(CONSIGNES À SUIVRE)
- A) Recopiez le passage de l'extrait du document qui commence aux mots "A lire et signer" et se termine après les mots "que ce soit.".
- B) Traduisez en anglais cette phrase de l'extrait du document : « La particularité du régime chômage en Belgique est (était) la non limitation dans le temps des indemnités de chômage. »

(EXTRAIT DU DOCUMENT)
* * * *
Appel contre l'emploi de la souffrance

A lire et signer ici, ainsi que la pétition "Réforme chômage: abrogation de l'article 63§2"

 

Face à la régression sociale organisée, au harcèlement des plus pauvres, en Belgique, nous appelons à un changement de politique, nous appelons à conserver et à étendre nos droits aux salaires chèrement acquis, nous appelons à cesser le harcèlement des chômeurs, nous appelons à une politique de santé soucieuse des patients, indépendante de quelque politique d'emploi que ce soit.

En Belgique le pacte social conclu dans l'après guerre a permis, tout comme en France, la création d'une sécurité sociale pour toutes et tous, financée pour un tiers par l'impôt et pour deux tiers par les cotisations sociales (cotisations salariés et cotisations patronales).

La particularité du régime chômage en Belgique est (était) la non limitation dans le temps des indemnités de chômage.

Depuis les années 80, les prestations de sécurité sociale sont remises en cause : création du statut chômeur cohabitant au début des années 80 – statut beaucoup moins bien indemnisé – , plan d'accompagnement puis d'activation des chômeurs, ce qui a précarisé ce droit.

Depuis peu, la dégressivité et le plan d'exclusion des chômeurs cohabitants finissent de mettre en cause ce droit acquis par les luttes sociales. Le budget des indemnités chômage représente moins d'un dixième du budget de la sécurité sociale – encore inclut-il des prépensions, le chômage pour intempérie et le chômage technique.

Depuis quelques années, de manière rituelle, les chômeurs (plus de 10 % de la population active, depuis des dizaines d'années, tout de même) sont appelés à s'activer, à trouver un emploi. Les discours de culpabilisation des chômeurs, pourtant largement relayés par les médias, ont montré leur inefficacité1 . Ces discours ne sont pas seulement insultants, ils permettent aussi d'éjecter des personnes de la sécurité sociale, de les envoyer au CPAS et de réduire les montants des salaires sociaux auxquels ils ont droit.

La stigmatisation des chômeurs s'étend à des publics jusque là relativement épargnés : les malades et les handicapés. En mettant ensemble plusieurs décisions politiques, il appert que les handicapés mentaux et les malades sont dans le collimateur du gouvernement :

  • Les personnes jusque là reconnues en incapacité au delà de 33% sont à présent « activables »
* * * *
(DONNÉES ENREGISTRÉES)

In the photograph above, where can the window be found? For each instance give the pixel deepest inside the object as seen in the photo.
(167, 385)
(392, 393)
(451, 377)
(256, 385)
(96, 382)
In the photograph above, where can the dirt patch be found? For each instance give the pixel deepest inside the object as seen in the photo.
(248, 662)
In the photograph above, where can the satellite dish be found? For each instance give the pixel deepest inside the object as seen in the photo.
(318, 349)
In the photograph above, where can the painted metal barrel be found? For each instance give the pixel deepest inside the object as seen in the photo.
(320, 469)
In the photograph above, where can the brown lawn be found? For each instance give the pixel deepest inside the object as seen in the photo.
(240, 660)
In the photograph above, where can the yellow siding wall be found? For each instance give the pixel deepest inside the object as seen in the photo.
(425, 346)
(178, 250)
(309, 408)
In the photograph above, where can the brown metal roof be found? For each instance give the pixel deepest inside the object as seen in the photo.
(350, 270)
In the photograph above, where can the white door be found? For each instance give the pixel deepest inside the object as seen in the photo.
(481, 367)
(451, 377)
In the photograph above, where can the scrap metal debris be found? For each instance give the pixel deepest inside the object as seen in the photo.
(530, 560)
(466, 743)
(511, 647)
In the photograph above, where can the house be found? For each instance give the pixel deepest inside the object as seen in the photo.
* * * *
(CORRIGÉ DES ACTIVITÉS)
- A)
A lire et signer ici, ainsi que la pétition "Réforme chômage: abrogation de l'article 63§2"

 

Face à la régression sociale organisée, au harcèlement des plus pauvres, en Belgique, nous appelons à un changement de politique, nous appelons à conserver et à étendre nos droits aux salaires chèrement acquis, nous appelons à cesser le harcèlement des chômeurs, nous appelons à une politique de santé soucieuse des patients, indépendante de quelque politique d'emploi que ce soit.

- B) The distinctive feature of the unemployment system in Belgium is (was) that unemployment benefits are not limited in time.